- What the task asks: Update the records below by changing every "SHOULD" to "MUST", leaving all other text unchanged.

- Raw data:
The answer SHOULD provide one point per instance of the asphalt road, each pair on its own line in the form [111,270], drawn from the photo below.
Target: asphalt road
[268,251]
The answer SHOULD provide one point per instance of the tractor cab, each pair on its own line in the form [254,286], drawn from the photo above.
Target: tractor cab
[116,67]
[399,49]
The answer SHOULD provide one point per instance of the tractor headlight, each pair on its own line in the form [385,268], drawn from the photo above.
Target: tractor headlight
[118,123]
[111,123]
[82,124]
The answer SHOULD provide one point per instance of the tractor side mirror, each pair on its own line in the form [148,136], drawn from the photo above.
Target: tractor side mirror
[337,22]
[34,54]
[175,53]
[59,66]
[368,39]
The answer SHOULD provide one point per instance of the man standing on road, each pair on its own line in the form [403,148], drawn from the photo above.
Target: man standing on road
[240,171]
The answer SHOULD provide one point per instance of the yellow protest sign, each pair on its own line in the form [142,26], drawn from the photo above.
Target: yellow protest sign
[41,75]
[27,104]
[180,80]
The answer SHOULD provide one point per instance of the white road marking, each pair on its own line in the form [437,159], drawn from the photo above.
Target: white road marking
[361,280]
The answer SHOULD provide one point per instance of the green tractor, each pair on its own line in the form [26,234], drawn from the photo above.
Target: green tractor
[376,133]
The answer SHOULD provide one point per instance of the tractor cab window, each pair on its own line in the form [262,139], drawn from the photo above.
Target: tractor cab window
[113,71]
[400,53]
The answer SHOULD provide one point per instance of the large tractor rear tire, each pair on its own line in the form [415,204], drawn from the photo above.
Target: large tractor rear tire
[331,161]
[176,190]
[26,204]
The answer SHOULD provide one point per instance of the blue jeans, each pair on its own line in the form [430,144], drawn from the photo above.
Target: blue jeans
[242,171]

- Problem solution:
The answer MUST provide one point per instance of the asphalt road, each pair on its own line in the form [111,270], drawn from the photo below.
Target: asphalt road
[268,251]
The answer MUST provide one point per instance of the tractor cab, each pair on its own line in the form [254,286], drawn from the photo above.
Target: tractor cab
[116,67]
[399,49]
The answer MUST provide one point per instance of the tractor headlight, each pair on its own line in the form [385,268], drawn from the photo above.
Target: tractor headlight
[118,123]
[111,123]
[82,124]
The answer MUST provide one point per instance of the tractor side mirror, each pair on its own line in the form [148,136], drawn from the photo above.
Target: tractor side mirror
[337,22]
[34,54]
[175,53]
[59,66]
[368,39]
The answer MUST provide one point per instance of the man standing on road, each pair on its own line in the form [403,148], drawn from the photo above.
Target: man standing on road
[240,171]
The answer MUST provide one point per instance of the yellow protest sign, each pair on its own line in the form [142,26], drawn from the photo above.
Target: yellow protest sign
[41,75]
[27,104]
[180,80]
The answer MUST provide one point per instance of the white road marking, each pair on its own line in the form [437,159], drawn from the photo above.
Target: white road marking
[361,280]
The answer MUST provide one point per instance of the green tractor, each pair on its own line in the form [26,234], drawn from the photo above.
Target: green tractor
[376,133]
The answer MUST provide one point per instance of the tractor cab window, each pair on its own line in the form [262,139], drawn from the photo above.
Target: tractor cab window
[113,71]
[400,53]
The answer MUST provide one point per instance of the large tractor rear tire, each pair on its own line in the form [415,204], drawn from the photo above.
Target: large tractor rear tire
[331,161]
[176,190]
[26,204]
The answer MUST provide one point per instance of the blue jeans, each pair on its own line in the form [430,144], drawn from the photo above.
Target: blue jeans
[242,171]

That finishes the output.